>> start
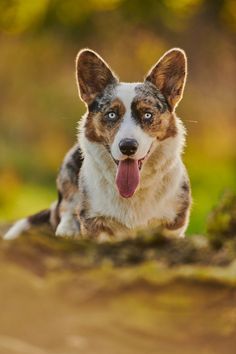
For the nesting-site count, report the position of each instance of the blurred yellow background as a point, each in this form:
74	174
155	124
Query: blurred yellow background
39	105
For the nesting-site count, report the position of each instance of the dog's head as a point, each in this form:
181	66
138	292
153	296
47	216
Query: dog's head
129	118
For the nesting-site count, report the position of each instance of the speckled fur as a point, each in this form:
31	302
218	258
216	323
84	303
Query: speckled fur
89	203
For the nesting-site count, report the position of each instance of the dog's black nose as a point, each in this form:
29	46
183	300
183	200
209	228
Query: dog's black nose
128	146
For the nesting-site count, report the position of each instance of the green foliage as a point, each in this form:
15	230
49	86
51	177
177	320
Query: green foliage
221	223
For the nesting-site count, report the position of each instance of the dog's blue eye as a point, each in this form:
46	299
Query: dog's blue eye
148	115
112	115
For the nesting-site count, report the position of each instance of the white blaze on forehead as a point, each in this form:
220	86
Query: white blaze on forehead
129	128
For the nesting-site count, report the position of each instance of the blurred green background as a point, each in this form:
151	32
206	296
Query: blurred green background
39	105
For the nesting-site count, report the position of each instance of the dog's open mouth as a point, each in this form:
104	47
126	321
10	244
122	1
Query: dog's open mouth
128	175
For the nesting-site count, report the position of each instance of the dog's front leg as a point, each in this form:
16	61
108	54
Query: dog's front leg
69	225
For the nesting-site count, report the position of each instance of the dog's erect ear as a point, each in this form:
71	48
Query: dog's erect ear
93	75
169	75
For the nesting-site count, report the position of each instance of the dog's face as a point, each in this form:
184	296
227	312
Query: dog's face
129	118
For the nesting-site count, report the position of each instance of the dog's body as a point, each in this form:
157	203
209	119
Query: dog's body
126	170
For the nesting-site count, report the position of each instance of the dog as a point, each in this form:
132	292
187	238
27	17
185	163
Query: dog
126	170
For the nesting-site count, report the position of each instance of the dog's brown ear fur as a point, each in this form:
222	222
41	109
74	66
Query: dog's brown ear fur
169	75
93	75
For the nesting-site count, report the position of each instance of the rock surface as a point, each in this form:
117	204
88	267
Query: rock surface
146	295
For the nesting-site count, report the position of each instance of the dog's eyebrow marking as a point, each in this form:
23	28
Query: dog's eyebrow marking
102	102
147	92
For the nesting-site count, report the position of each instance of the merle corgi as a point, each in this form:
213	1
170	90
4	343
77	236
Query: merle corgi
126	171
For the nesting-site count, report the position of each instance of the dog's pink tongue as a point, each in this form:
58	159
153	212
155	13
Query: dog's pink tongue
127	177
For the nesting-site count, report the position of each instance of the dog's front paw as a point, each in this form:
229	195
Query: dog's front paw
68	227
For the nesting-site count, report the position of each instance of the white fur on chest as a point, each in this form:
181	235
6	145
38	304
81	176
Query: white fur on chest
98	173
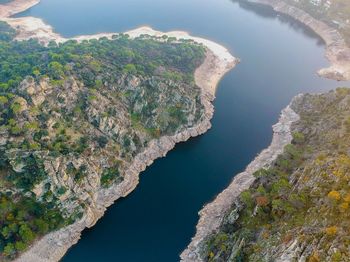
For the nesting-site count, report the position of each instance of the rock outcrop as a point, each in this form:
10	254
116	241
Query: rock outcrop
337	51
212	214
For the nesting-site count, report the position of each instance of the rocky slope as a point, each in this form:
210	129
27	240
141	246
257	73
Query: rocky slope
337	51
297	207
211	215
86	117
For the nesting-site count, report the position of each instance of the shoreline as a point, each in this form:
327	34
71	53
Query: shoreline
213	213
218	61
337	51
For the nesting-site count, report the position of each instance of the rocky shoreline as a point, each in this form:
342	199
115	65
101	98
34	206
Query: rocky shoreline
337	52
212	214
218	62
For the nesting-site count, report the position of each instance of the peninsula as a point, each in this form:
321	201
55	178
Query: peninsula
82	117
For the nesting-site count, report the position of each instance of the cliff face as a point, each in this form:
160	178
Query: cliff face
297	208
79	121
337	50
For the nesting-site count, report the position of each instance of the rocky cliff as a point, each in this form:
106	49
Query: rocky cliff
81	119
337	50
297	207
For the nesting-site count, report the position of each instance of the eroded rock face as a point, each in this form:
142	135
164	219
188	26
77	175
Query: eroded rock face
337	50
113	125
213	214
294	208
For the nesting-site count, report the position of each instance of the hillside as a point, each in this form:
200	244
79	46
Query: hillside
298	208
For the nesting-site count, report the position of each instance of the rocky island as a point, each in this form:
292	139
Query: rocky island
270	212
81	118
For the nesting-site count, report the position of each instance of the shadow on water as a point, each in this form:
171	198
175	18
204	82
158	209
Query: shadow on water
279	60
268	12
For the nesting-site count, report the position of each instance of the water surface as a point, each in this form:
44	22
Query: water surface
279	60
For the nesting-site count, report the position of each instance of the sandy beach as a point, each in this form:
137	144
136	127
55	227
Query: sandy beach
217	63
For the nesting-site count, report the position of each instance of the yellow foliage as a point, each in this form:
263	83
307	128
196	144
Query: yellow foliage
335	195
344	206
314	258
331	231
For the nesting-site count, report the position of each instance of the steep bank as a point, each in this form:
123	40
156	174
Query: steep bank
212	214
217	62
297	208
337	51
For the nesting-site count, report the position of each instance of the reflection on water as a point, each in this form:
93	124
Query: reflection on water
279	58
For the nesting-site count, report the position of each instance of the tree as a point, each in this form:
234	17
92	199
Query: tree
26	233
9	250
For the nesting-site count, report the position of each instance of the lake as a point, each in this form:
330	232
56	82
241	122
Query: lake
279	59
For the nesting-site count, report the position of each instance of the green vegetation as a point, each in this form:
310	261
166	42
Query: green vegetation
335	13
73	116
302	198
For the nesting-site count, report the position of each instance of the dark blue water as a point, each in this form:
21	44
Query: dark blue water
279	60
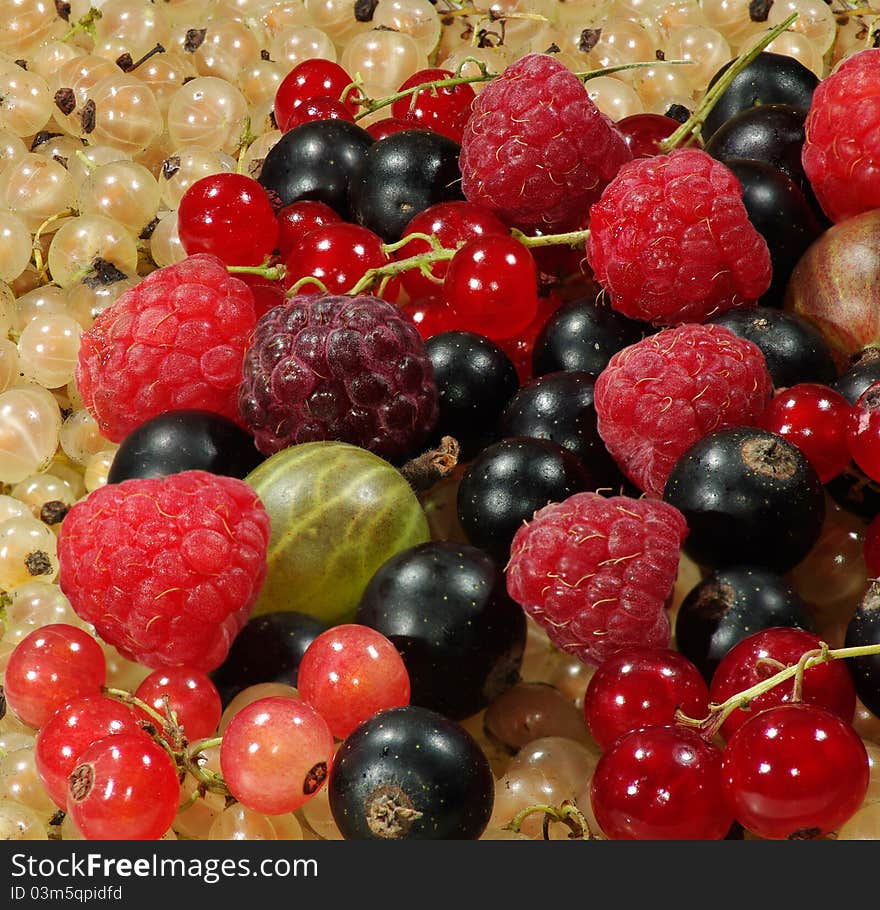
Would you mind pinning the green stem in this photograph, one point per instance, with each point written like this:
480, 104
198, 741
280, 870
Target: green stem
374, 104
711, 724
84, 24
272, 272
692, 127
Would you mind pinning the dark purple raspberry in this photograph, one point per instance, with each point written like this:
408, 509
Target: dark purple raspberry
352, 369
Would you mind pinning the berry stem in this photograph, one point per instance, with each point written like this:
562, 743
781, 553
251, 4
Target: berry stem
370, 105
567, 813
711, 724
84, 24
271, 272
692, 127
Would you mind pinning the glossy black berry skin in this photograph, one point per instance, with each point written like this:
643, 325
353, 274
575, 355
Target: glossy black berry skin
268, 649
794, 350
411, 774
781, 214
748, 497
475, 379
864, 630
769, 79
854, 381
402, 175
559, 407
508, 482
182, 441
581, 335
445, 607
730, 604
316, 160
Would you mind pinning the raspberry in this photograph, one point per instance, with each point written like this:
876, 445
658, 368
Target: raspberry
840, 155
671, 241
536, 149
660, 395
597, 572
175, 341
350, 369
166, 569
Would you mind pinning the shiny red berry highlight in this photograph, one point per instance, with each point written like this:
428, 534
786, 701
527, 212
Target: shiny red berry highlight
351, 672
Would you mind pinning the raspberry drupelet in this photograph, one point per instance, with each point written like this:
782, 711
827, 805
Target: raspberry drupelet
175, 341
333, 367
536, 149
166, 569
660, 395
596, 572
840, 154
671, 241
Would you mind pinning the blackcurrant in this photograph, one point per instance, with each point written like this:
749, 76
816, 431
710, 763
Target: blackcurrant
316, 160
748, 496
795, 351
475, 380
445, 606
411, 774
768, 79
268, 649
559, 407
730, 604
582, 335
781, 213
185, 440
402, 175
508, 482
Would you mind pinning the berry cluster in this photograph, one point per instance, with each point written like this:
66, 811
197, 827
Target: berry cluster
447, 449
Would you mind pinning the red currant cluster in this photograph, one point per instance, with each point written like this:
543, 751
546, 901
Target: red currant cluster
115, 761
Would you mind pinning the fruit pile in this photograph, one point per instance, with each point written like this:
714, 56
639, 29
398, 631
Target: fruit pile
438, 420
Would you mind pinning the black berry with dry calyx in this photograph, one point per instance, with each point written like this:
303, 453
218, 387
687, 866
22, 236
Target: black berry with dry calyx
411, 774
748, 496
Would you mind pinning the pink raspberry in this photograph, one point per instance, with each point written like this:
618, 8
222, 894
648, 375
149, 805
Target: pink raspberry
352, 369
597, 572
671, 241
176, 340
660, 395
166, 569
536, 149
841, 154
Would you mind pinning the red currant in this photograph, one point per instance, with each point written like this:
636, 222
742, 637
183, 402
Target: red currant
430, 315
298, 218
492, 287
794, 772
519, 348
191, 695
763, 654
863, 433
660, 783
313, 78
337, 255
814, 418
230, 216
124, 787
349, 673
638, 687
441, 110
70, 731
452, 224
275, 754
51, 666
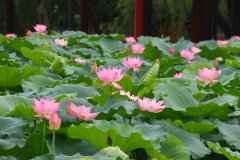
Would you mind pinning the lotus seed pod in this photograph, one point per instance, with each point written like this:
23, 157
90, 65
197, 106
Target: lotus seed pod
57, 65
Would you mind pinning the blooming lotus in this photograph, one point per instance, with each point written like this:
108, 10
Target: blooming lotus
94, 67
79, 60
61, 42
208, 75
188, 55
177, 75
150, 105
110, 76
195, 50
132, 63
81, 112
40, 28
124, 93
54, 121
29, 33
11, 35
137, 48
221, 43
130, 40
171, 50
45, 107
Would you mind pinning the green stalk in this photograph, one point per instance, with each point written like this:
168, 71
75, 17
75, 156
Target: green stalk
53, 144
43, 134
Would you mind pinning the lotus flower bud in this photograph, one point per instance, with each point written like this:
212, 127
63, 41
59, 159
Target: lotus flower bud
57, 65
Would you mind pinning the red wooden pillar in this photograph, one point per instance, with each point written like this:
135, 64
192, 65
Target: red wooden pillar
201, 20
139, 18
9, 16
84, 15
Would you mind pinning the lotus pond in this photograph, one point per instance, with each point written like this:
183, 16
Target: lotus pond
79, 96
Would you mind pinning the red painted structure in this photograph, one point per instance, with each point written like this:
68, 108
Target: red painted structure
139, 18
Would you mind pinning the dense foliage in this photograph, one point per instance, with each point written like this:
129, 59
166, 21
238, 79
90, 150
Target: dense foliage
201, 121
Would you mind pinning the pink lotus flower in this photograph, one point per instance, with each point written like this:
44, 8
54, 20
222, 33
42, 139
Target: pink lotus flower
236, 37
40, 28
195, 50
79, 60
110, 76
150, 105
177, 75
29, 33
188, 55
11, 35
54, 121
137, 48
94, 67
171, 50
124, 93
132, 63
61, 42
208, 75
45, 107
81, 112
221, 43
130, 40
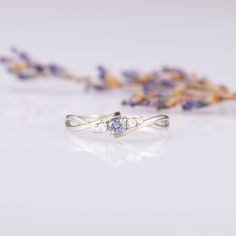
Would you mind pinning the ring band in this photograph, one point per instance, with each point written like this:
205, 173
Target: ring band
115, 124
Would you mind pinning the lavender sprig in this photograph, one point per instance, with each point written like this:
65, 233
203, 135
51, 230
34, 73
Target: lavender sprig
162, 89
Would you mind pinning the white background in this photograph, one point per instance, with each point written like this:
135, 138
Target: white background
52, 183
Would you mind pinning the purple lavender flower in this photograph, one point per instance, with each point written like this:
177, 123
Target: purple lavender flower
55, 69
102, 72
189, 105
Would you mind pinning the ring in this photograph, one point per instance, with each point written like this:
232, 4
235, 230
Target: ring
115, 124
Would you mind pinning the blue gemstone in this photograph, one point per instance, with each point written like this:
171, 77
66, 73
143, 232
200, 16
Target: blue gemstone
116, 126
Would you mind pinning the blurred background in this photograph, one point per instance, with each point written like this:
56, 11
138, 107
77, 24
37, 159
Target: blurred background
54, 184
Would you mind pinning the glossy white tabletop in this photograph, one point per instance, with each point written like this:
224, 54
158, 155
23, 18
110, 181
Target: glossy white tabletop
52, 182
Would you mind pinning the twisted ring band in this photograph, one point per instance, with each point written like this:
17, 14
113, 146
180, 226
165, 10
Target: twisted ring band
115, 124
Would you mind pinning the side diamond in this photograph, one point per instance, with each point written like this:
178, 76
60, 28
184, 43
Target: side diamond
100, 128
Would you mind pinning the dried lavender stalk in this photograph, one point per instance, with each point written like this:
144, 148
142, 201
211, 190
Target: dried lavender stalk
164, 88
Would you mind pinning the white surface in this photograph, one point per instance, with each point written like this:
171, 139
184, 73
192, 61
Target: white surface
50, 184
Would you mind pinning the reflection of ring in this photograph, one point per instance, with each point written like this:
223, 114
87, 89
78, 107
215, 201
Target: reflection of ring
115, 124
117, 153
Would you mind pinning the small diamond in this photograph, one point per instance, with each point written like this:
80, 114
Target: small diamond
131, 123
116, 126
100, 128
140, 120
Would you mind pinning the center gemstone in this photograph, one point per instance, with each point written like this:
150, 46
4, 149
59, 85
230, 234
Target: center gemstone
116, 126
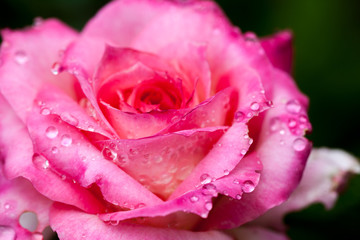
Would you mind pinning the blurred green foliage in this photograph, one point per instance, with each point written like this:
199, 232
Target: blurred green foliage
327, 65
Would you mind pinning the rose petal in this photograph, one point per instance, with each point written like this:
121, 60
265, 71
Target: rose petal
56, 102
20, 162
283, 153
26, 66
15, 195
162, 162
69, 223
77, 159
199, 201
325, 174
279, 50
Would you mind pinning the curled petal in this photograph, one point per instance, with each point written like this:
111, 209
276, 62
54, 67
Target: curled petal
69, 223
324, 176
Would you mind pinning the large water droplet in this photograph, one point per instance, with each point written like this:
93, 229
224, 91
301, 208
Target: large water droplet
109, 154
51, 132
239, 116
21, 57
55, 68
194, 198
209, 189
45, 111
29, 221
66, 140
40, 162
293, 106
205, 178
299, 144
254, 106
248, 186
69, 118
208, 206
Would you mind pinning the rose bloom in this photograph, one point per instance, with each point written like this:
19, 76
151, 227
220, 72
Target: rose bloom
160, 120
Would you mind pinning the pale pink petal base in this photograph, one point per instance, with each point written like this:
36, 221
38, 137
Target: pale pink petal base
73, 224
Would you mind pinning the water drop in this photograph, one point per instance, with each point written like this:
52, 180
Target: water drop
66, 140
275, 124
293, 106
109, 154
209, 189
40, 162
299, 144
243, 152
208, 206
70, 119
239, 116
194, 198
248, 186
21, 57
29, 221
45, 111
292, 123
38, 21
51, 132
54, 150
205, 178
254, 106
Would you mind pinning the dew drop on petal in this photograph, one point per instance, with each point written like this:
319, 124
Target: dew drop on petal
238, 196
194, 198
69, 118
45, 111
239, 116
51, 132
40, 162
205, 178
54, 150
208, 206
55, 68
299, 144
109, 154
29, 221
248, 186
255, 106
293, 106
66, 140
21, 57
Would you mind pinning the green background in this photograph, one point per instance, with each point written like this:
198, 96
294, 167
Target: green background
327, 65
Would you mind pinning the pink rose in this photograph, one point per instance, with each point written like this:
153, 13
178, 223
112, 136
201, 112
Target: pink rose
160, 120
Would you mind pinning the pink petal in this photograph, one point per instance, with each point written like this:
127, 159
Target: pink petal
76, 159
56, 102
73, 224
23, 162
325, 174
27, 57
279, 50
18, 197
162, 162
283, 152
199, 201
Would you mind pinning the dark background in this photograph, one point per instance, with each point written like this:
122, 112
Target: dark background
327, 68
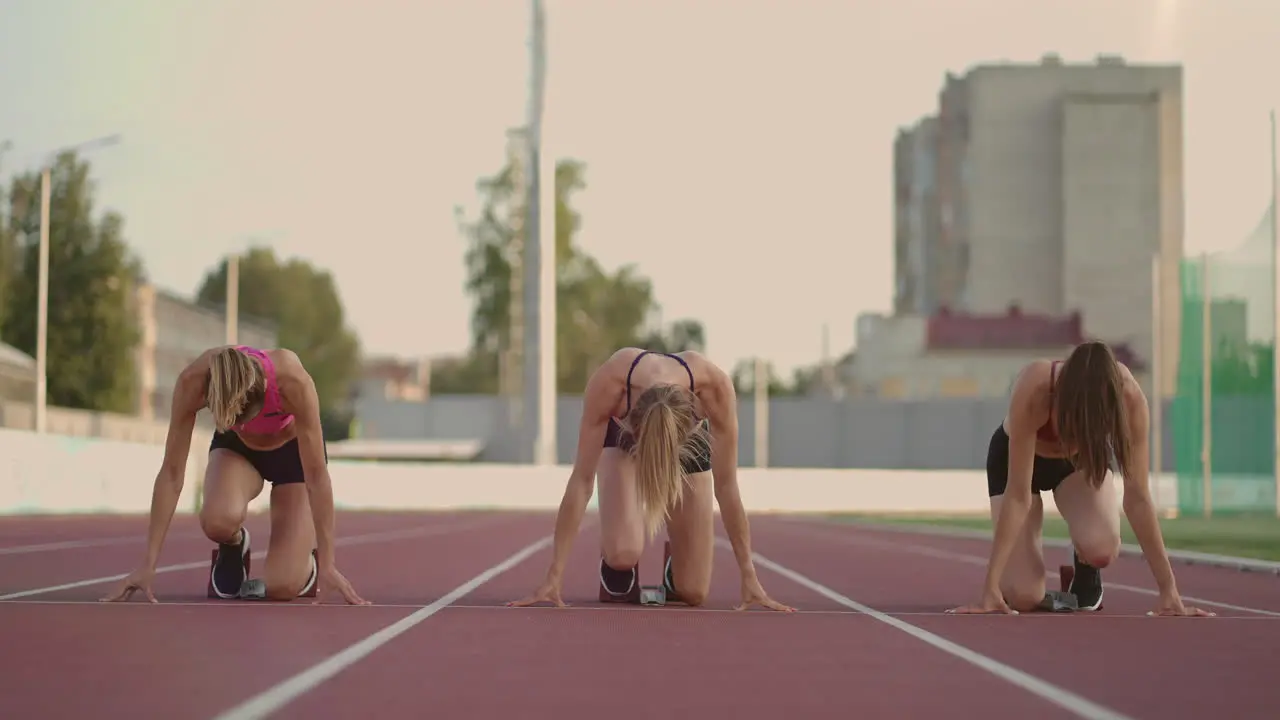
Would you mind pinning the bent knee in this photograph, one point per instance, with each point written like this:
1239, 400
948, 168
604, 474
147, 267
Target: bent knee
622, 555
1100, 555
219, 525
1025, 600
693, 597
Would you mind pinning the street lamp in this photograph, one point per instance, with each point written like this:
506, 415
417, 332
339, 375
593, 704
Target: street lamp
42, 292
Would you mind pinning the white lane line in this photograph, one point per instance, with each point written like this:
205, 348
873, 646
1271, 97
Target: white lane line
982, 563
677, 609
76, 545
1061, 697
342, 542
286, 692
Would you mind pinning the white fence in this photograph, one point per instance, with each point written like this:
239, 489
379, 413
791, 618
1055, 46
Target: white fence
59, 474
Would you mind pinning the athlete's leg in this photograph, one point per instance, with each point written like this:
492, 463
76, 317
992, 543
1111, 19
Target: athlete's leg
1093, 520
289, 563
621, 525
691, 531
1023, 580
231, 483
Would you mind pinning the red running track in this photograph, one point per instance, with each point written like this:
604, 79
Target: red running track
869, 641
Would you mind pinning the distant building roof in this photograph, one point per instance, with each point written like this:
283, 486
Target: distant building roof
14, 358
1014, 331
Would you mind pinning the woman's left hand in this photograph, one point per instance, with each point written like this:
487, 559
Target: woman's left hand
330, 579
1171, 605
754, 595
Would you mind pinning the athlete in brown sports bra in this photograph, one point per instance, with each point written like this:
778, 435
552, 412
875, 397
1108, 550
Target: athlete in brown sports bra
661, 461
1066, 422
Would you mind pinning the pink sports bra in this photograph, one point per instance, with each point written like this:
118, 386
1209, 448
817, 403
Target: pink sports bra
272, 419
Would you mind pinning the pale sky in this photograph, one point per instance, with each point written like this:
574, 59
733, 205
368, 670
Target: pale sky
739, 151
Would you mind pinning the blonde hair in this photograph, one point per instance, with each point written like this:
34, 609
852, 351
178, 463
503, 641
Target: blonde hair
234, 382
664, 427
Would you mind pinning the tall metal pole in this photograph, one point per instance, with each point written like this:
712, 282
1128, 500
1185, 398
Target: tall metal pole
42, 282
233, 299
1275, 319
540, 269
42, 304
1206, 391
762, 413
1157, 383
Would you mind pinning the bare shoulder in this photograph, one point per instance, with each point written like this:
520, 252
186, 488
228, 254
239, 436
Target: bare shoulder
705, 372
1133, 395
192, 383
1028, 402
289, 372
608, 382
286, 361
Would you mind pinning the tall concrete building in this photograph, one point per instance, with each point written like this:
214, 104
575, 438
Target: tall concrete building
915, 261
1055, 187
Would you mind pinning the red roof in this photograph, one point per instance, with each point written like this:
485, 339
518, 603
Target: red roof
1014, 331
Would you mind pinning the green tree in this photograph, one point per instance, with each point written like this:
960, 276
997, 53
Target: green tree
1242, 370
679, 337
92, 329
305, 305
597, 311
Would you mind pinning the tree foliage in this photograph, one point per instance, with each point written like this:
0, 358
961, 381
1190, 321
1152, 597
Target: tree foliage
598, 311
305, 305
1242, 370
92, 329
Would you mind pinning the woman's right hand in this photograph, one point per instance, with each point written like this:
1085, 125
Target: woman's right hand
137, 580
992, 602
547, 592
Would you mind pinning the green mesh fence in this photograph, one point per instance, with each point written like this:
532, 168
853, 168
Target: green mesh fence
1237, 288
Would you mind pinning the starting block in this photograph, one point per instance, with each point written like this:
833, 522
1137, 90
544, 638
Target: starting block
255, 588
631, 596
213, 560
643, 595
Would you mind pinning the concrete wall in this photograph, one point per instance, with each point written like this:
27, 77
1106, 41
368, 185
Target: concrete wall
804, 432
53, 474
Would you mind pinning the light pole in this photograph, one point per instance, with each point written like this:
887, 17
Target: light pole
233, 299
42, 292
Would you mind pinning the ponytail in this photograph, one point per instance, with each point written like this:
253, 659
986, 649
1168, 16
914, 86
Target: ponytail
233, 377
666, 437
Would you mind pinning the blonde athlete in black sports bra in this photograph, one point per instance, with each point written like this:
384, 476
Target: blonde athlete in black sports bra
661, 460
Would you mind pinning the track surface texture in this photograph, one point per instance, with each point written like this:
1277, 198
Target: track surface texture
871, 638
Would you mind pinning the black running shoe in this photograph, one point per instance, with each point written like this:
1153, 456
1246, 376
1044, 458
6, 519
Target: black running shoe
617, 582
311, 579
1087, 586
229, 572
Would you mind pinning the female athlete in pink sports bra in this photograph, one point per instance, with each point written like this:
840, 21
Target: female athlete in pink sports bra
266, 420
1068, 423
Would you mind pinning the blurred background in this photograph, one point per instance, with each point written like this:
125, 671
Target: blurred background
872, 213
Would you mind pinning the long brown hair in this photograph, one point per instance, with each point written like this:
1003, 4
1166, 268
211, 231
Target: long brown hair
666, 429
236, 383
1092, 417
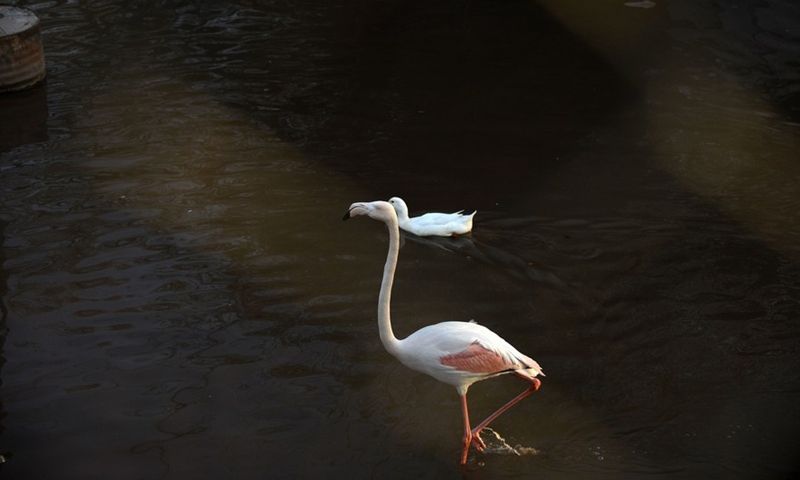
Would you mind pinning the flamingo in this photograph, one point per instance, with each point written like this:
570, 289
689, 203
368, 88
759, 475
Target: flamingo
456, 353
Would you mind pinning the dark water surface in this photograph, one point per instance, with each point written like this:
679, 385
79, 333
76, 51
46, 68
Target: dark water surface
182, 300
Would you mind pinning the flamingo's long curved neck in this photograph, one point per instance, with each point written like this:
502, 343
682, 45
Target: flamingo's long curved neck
>> end
Give back, word for word, every line from the one holding "Would you mind pinning the blonde athlete" through the last line of the listing. Pictures are excluded.

Would you mind pinning the blonde athlete in black sports bra in this photograph, one point per instance, with each point written like this:
384, 476
Target: blonde athlete in black sports bra
661, 460
Would you mind pinning the track surface texture in this photograph, one point per instance, with each point written like this:
1277, 198
Target: track surface texture
871, 638
Would you mind pinning the black running shoe in this photograph, one point per instance, with each point written like this:
1153, 456
1246, 376
1044, 458
6, 519
Target: black running shoe
617, 582
311, 579
1087, 586
229, 572
Would you mind pinning the female athlete in pink sports bra in this photograph, one point per instance, with each point written like this:
840, 21
Target: female athlete in pink sports bra
266, 420
1068, 423
Would you mind pinning the blurred background in this photograph, one point per instance, with each point written like this:
125, 671
Target: blurred background
872, 213
Would you mind pinning the long brown hair in this photograph, one point per instance, with each point written like this:
1003, 4
1166, 268
211, 231
Target: long brown hair
666, 429
236, 383
1092, 417
Would you mind pinning the flamingo in this photograph, one point per instance, with each point written like this:
570, 289
689, 203
368, 88
759, 475
Target: flamingo
456, 353
Would you mind pinning the dark water surface in this photograph, one point per instance, with each point written like this:
679, 385
79, 333
76, 51
46, 68
Target: dark water surface
182, 300
Would you mind pinning the flamingo's long curved neck in this photograph, one point per instance, with each point written like this:
502, 343
682, 45
Target: flamingo's long curved neck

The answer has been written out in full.